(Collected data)
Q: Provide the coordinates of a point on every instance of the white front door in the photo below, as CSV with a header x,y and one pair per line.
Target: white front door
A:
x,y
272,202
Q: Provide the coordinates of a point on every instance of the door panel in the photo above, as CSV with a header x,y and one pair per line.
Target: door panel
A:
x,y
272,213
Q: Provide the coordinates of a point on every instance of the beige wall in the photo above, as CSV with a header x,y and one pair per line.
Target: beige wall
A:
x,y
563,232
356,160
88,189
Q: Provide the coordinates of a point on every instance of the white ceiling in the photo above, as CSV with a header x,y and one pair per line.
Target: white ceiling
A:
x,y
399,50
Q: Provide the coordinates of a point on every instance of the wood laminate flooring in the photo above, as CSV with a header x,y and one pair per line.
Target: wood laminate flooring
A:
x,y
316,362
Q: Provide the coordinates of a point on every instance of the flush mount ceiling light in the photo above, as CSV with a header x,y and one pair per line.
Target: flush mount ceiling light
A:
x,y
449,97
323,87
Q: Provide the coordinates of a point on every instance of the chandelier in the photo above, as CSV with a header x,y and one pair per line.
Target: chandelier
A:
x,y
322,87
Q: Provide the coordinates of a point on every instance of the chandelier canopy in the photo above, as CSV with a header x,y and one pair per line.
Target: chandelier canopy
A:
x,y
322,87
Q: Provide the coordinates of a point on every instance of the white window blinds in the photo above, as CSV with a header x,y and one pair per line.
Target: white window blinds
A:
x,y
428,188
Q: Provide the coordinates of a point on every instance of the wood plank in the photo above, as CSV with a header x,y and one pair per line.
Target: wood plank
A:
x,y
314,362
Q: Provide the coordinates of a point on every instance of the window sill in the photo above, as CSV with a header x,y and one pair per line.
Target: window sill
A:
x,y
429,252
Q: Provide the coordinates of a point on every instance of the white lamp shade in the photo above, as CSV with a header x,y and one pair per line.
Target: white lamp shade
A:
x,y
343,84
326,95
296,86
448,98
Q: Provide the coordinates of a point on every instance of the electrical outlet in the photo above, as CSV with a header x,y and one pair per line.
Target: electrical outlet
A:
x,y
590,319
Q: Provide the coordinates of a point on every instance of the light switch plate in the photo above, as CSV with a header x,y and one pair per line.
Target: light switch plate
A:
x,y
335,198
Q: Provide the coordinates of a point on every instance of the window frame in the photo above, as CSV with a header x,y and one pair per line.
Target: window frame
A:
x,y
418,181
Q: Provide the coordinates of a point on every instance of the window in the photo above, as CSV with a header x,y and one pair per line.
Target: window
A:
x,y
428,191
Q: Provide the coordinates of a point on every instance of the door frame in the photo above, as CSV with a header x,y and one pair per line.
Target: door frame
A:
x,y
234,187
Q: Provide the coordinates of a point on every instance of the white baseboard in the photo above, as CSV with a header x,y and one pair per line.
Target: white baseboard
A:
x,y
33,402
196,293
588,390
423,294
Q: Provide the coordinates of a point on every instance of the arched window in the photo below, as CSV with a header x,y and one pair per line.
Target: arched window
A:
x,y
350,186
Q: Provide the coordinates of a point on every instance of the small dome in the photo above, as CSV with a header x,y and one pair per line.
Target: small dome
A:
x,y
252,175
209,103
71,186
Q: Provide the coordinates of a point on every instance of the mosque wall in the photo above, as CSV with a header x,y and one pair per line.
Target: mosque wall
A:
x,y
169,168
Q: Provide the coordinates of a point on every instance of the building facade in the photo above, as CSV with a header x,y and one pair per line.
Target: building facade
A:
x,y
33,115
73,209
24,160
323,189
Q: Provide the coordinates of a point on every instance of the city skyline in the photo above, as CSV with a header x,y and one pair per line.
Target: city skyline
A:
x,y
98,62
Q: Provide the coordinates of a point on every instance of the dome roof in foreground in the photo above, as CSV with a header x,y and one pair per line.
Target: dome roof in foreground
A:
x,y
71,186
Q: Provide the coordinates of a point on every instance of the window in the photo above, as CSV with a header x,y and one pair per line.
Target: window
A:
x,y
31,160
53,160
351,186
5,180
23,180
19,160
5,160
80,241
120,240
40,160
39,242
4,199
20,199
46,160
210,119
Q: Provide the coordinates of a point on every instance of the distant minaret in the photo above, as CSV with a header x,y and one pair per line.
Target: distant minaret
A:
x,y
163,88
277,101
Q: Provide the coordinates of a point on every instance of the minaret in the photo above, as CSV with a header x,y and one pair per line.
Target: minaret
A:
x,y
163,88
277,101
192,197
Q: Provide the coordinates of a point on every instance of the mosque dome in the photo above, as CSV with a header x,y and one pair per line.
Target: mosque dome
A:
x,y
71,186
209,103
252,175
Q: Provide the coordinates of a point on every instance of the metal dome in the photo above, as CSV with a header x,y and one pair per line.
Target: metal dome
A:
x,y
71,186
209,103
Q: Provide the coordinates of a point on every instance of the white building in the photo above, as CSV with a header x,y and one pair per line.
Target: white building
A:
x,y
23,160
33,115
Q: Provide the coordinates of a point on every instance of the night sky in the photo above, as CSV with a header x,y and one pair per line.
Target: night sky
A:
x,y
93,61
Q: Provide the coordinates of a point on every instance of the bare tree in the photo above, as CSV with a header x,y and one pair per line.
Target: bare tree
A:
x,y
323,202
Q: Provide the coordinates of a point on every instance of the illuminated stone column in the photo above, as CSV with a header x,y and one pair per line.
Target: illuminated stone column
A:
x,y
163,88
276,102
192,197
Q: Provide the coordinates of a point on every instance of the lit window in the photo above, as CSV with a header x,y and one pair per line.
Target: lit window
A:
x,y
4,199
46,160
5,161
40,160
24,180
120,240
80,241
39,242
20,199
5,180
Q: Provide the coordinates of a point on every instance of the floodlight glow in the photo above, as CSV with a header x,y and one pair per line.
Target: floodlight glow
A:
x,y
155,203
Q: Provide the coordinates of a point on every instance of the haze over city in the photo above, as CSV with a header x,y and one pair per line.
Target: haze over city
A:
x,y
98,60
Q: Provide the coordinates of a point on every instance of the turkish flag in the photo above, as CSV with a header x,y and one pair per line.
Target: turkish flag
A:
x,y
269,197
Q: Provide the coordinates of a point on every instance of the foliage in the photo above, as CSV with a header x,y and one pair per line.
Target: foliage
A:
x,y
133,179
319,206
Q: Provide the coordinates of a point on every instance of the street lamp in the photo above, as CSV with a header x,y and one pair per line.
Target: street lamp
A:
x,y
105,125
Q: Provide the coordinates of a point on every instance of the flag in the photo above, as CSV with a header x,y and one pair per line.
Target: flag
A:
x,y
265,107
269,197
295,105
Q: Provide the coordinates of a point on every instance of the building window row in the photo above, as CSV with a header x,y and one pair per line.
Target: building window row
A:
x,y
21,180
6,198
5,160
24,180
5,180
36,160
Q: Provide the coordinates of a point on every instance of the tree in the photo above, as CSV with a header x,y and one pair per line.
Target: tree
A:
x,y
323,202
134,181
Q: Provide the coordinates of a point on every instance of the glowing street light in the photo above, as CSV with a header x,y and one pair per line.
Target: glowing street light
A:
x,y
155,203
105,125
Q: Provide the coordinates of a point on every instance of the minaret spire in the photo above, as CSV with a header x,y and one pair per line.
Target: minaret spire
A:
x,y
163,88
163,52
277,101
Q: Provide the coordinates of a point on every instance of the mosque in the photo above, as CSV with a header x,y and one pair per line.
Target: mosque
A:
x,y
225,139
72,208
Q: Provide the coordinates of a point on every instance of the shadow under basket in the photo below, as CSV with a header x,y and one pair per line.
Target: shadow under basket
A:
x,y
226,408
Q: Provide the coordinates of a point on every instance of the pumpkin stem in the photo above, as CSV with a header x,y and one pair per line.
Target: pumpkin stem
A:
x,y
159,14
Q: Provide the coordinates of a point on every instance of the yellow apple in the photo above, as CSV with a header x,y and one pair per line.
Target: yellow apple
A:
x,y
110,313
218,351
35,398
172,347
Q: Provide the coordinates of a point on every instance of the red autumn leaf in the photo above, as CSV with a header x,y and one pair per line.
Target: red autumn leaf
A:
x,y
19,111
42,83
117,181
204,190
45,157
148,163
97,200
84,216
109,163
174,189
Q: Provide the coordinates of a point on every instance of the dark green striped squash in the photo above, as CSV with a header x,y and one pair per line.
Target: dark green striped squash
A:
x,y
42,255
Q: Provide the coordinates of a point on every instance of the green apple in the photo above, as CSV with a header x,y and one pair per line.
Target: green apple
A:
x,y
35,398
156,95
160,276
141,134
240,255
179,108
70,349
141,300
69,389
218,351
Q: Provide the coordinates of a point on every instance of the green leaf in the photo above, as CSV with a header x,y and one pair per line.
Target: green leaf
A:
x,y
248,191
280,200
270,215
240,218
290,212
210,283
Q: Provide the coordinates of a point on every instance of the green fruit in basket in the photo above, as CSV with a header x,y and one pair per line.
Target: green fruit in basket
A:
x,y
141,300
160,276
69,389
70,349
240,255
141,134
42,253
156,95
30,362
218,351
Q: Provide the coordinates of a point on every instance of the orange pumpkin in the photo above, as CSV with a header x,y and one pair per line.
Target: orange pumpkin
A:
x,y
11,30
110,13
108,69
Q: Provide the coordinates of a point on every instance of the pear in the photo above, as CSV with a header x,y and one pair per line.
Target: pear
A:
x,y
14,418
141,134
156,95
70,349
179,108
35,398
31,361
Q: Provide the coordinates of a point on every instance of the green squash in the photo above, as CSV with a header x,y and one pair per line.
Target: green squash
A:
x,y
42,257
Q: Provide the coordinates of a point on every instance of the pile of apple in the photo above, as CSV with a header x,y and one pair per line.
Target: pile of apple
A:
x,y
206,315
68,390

Goal of the exercise
Output consists of exactly the lines from the one containing "the green leaf" to the end of the records above, retyped without change and with nothing extra.

Finished task
Q: Provide the coordinates of a point on every instance of the green leaf in the photo above, as CSV with a header x,y and one pair per line.
Target: green leaf
A:
x,y
248,191
280,200
270,215
240,218
290,212
210,283
Q: Provide the coordinates of a point on every instance of the green fruit in basket in the photo above, as CSV with a header x,y and one pair per line.
Target: green fruit in basket
A:
x,y
141,300
160,276
69,389
70,349
240,255
141,134
42,253
156,95
30,362
218,351
Q: Provide the coordinates of a point on every instance of the orange pumpkin in the photo above, as CSV with a header x,y and one pair per line.
Target: orange pumpkin
A:
x,y
11,30
110,13
108,69
Q: Provide the coordinates of a point on every instance of the pear in the photo above, as CSV with a header x,y and one pair per line.
Target: pear
A:
x,y
14,418
141,134
156,95
70,349
179,108
35,398
31,361
Q: Provide the coordinates of a point on every instance of the green squash in the photo above, as CSV with a header x,y and one pair per line.
Target: green squash
A:
x,y
42,257
Q: Provide the coordinates of a point on every instance of the pile of apple in the photo above, as CSV with a header x,y and one pair per line.
Target: pile of apple
A:
x,y
206,315
68,390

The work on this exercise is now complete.